● Document text:
Well, the votes are in, people, and the winner of our latest competition for Worst Member of the Trump Administration is ...

Scott Pruitt of the Environmental Protection Agency!

It was a landslide. To be fair, if we had included Donald Trump himself in the balloting, I’m sure the big guy would have swept the field — actually winning the popular vote for the first time in his presidential career.

But pitted against his peers, Pruitt walloped the competition. The winner of our last Worst survey, Education Secretary Betsy DeVos, hardly got a mention. She even came in behind Sarah Huckabee Sanders, a person whose only actual power is to be irritating while claiming the president was just joking/isn’t really going to do that/was totally misunderstood.

It’s pretty clear that DeVos’ slide was due to a growing public realization that she’s too inept to destroy the public school system, no matter how fervent the desire. Several of the other big names in the Cabinet got a similar pass. “Guess we can’t nominate Ben Carson because we don’t know what he does,” complained one reader. (This was before we learned that Carson’s signature achievement has been buying a $31,000 dining room set for his office.)

Attorney General Jeff Sessions also fell off the charts, presumably because of his negative clout in the administration. Just the other day, Trump twittered a demand that the public “Ask Jeff Session!” why the Obama administration hadn’t stopped Russian meddling in the elections. If your boss doesn’t remember how to spell your name, no way we’re going to give you an award.

As usual, a lot of voters complicated our count by demanding to pick All of the Above. One reader suggested that if the swamp got really drained, “only the White House chef and maintenance crew will remain.”

There certainly were plenty of strong contenders — and the vote happened before we learned that Trump is pressing to have his personal pilot appointed head of the Federal Aviation Administration. But the biggest worry on people’s mind was the environment and Pruitt’s capacity to screw it up. His latest proposed budget would eliminate the EPA’s climate-change research program and even a government initiative promoting voluntary emissions reductions.

Following the same theme, voters picked Secretary of the Interior Ryan Zinke as runner-up. Zinke has bid adieu to five-sixths of the unpaid members of the National Park System Advisory Board — although it’s not actually clear that Zinke knows they’re gone, since he refused to meet with them.

“It is SO tough to pick one,” moaned a voter torn between Pruitt and Zinke.

Both men seem to have a particular obsession with flying in style. Pruitt’s round-the-clock security detail has conveniently decided that it’s dangerous for him to sit in coach. Their concern for the dangers he might encounter crammed in with the rank-and-file was so intense that Pruitt felt compelled to spend $1,641 of public money to sit up front on an exhausting one-hour flight from Washington to New York.

What is it with these people and travel?

You’ll remember at one point Secretary of the Treasury Steve Mnuchin tried to get a government plane for his honeymoon. The first head of Health and Human Services was canned because of his penchant for high-end transport. But Pruitt, unfazed, is still being spotted in first-class seating.

We the taxpayers paid for a $36,000 military flight to get Pruitt from Cincinnati to New York on one occasion when he felt particularly pressed for time. The trip was to promote infrastructure improvements, and the money the government spent just getting Pruitt out of Ohio could have paid for paving cracks in approximately 110 square miles of road.

Pruitt needs special seating, the EPA claims, because other travelers have begun to verbally assault him in the airports. On the one side we have a guy accompanied by guards, in an enclosed space inhabited only by people who have walked through metal detectors. On the other side there’s the danger of being yelled at by an environmentalist. Obviously, no price for protection is too high.

Zinke, whose department is considering a plan to more than double the entrance fee to the Grand Canyon, spent $6,250 to helicopter back from a meeting in Virginia so he could make a date to go horseback riding with Mike Pence. A staff member explained that the expense was well worthwhile since it enabled Zinke “to familiarize himself with the in-flight capabilities of an aircraft he is in charge of.”

We would like to tell you more, but the inspector general assigned to investigate Zinke’s possible travel transgressions says her report has been delayed by “incomplete documentation.” While we’re waiting, you will know whether he’s on the move because every day the secretary is in his office a security (!!) aide goes up on the roof and raises a special Secretary of the Interior flag, featuring a buffalo and some stars.

“Does our vote mean the winner goes away?” asked one reader plaintively. Sorry, no. But top finishers will get a special gold-embossed frequent flyer card.

● Stated task 1:
In the column on the worst member of the Trump administration, whom did voters pick as runner-up?

● Data shown:

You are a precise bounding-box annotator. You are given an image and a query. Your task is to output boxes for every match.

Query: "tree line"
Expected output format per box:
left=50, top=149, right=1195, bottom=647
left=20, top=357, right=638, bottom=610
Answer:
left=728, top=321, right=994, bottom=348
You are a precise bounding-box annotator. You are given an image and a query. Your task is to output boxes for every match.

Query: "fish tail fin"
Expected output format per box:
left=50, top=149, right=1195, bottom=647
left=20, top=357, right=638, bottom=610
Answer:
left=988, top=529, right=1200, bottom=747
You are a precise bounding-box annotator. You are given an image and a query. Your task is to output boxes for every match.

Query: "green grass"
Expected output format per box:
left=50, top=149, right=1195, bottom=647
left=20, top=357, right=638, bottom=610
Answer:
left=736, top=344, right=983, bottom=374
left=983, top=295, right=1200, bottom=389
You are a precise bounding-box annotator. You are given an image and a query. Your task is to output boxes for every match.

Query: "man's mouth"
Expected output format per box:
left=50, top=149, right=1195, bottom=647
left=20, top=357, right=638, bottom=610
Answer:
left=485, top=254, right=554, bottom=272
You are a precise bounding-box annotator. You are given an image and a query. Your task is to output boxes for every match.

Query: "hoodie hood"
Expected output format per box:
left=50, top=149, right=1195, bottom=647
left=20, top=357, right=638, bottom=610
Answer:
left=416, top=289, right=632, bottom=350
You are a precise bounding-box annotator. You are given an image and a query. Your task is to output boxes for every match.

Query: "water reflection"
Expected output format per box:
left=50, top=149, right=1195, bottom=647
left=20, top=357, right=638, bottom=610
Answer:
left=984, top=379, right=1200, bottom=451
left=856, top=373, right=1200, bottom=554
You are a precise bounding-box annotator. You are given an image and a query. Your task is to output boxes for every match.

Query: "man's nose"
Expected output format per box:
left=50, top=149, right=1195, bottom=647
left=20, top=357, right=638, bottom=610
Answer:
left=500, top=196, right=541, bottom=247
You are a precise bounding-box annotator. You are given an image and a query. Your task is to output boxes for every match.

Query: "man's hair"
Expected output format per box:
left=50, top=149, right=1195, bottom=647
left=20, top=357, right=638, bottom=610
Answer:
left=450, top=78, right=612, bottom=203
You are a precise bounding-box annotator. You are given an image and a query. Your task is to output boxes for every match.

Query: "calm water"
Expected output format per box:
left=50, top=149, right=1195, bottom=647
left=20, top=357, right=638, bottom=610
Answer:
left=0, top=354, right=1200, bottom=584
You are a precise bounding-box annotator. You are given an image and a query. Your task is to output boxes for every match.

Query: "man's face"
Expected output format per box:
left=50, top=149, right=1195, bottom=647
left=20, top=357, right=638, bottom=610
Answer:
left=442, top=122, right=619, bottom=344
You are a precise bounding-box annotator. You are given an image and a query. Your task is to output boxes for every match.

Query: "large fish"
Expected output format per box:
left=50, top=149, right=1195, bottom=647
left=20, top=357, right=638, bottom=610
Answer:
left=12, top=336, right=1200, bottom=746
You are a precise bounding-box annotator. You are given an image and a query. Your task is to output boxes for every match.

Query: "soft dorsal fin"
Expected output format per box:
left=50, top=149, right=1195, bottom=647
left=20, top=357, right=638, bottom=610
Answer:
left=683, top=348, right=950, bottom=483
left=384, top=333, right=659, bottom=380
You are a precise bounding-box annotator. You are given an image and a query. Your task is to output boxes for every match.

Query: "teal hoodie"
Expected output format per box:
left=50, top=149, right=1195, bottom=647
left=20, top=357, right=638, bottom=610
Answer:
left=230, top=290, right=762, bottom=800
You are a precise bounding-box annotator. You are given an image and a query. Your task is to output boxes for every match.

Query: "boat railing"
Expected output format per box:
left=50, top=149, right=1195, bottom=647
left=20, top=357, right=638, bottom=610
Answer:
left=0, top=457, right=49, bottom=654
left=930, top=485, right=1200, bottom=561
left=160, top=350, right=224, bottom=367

● Stated task 2:
Please lay out the part of the records that opens with their first line and closes with the line containing "left=728, top=321, right=994, bottom=348", both included, as a JSON list of strings with one string per line and blank lines left out.

● Exercise solution 1:
Secretary of the Interior Ryan Zinke.

● Exercise solution 2:
[
  "You are a precise bounding-box annotator. You are given an image and a query. Your task is to output boxes for every match.",
  "Query: \"tree line\"",
  "Expected output format per box:",
  "left=50, top=149, right=1195, bottom=647",
  "left=20, top=357, right=638, bottom=610",
  "Answer:",
  "left=728, top=321, right=994, bottom=348"
]